(DESCRIPTION OF THE TASK)
Arrange the entries in the stretch from the line containing "Find the shorts" through the line containing "column 204, row 135" as a two-column CSV with the headers entry and answer, one row per entry. Put each entry's text and its answer in their own quoted fields, replacing line breaks with spaces.

(MATERIAL FOR THIS EXERCISE)
=-=-=-=-=

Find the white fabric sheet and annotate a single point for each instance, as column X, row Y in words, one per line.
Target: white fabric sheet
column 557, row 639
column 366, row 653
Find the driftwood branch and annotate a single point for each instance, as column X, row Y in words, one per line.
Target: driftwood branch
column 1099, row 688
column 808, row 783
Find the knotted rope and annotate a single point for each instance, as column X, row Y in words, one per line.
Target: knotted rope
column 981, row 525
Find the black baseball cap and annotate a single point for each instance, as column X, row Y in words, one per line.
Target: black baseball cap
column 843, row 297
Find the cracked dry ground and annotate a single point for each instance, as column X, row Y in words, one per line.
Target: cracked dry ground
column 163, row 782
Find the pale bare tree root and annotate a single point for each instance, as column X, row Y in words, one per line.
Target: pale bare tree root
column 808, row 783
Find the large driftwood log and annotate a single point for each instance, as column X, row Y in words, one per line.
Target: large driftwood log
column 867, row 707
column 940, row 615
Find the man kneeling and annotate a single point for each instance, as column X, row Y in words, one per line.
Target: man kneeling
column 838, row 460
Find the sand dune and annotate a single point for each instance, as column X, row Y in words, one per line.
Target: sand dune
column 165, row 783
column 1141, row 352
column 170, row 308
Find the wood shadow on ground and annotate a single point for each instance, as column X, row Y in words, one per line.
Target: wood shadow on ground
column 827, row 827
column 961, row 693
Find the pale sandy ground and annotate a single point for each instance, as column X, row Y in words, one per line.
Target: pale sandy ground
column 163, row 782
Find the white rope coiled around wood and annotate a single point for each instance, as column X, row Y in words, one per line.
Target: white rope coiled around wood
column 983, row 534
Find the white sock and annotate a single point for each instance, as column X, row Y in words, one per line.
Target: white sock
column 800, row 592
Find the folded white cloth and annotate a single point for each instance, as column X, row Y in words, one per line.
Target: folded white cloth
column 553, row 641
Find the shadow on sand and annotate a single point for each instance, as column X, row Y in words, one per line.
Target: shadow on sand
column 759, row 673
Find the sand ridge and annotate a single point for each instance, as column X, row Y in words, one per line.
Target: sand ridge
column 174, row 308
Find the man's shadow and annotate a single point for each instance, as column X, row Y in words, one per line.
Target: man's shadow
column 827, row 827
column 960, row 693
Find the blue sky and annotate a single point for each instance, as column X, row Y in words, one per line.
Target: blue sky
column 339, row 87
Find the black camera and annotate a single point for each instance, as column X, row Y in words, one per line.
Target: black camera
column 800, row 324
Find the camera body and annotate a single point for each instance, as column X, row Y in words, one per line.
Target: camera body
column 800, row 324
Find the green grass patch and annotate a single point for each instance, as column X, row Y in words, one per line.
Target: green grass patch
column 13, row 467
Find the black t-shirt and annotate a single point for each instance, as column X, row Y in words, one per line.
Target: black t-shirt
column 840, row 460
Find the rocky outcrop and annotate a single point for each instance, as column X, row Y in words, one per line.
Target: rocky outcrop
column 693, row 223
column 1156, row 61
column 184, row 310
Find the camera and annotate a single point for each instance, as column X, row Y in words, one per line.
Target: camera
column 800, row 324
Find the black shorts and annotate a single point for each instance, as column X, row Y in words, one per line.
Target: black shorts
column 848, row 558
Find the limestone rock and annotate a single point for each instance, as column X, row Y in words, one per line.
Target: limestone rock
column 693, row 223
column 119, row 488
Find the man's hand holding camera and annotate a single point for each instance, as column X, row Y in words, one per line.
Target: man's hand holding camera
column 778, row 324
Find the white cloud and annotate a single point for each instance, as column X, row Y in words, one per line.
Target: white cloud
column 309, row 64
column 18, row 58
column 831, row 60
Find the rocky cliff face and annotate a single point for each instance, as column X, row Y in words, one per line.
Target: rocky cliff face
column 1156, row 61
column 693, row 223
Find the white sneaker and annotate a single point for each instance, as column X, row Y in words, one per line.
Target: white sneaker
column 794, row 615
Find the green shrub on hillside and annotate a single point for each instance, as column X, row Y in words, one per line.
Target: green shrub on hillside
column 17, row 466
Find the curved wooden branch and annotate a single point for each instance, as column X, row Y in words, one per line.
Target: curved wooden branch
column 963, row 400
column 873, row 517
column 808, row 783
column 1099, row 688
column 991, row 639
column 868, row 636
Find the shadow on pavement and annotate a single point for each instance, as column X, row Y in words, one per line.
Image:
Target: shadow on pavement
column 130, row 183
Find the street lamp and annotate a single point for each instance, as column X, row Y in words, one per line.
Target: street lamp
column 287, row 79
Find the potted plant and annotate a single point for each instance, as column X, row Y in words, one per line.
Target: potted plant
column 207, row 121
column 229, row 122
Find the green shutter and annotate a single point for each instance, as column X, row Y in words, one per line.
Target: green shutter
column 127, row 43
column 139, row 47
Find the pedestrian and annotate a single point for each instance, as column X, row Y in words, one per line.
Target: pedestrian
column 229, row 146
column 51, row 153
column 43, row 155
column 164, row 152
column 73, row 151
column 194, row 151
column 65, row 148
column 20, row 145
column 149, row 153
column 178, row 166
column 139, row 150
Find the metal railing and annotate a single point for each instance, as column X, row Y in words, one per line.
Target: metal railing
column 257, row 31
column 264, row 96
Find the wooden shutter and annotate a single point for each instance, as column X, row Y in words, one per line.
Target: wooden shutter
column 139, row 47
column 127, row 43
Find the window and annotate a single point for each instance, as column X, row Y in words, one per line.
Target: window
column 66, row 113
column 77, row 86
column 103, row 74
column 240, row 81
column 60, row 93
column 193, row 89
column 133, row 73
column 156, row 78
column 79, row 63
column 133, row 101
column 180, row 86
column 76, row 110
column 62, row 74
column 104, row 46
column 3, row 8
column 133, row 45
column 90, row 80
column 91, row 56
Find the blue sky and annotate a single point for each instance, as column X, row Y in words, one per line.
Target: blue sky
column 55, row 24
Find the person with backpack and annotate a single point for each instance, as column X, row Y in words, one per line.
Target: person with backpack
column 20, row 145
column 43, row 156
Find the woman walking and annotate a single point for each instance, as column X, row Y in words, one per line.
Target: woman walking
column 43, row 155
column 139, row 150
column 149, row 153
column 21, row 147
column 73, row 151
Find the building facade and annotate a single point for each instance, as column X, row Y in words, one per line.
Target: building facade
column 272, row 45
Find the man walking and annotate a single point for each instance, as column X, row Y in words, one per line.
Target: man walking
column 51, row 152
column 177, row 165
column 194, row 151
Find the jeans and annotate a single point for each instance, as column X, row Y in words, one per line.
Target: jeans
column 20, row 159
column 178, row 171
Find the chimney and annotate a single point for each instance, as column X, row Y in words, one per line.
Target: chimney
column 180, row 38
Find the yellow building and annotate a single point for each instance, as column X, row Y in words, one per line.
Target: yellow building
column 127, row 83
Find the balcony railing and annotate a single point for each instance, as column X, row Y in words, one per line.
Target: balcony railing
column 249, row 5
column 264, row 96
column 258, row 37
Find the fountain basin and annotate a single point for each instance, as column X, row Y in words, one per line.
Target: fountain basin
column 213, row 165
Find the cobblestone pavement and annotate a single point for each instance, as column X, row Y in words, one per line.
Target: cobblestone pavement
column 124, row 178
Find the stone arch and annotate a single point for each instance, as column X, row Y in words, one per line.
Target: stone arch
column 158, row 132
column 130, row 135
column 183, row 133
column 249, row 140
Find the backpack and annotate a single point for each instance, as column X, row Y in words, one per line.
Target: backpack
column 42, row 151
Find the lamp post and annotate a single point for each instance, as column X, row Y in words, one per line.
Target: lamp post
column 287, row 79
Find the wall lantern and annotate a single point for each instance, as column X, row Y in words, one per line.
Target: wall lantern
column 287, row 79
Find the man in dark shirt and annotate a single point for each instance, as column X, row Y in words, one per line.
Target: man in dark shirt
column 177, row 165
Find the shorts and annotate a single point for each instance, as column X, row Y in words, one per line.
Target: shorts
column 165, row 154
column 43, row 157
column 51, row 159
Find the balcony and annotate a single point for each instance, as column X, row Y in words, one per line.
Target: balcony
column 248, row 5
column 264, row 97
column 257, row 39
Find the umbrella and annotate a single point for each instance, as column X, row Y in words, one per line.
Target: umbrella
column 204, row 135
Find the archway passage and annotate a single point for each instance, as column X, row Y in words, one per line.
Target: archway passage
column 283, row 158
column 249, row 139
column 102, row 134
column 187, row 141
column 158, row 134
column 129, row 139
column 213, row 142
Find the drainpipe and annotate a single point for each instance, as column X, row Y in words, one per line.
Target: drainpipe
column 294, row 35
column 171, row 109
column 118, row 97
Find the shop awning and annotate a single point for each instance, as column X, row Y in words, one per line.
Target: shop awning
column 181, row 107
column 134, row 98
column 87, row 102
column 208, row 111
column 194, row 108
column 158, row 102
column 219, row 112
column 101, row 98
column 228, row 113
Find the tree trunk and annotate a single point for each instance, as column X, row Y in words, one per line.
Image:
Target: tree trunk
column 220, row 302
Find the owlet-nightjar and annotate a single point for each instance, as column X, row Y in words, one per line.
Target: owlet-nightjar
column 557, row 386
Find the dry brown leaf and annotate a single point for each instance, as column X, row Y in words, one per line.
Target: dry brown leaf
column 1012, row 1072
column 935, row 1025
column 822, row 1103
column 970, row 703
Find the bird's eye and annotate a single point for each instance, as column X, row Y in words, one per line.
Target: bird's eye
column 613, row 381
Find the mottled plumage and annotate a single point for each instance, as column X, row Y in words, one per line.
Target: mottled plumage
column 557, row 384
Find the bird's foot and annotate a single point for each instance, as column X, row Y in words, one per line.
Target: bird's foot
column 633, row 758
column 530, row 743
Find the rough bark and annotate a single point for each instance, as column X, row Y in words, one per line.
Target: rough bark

=-=-=-=-=

(RESPONSE FOR THIS EXERCISE)
entry,answer
"Find the shorts and annotate a single point for each instance, as column X, row Y in words, one per line. Target: shorts","column 165, row 154 column 43, row 157 column 51, row 159"
"Find the balcony and annotate a single point for each instance, as column X, row Y in words, one per line. Target: balcony","column 248, row 5 column 264, row 97 column 257, row 39"
"Find the umbrella and annotate a single point for each instance, as column X, row Y in words, one per line. Target: umbrella","column 204, row 135"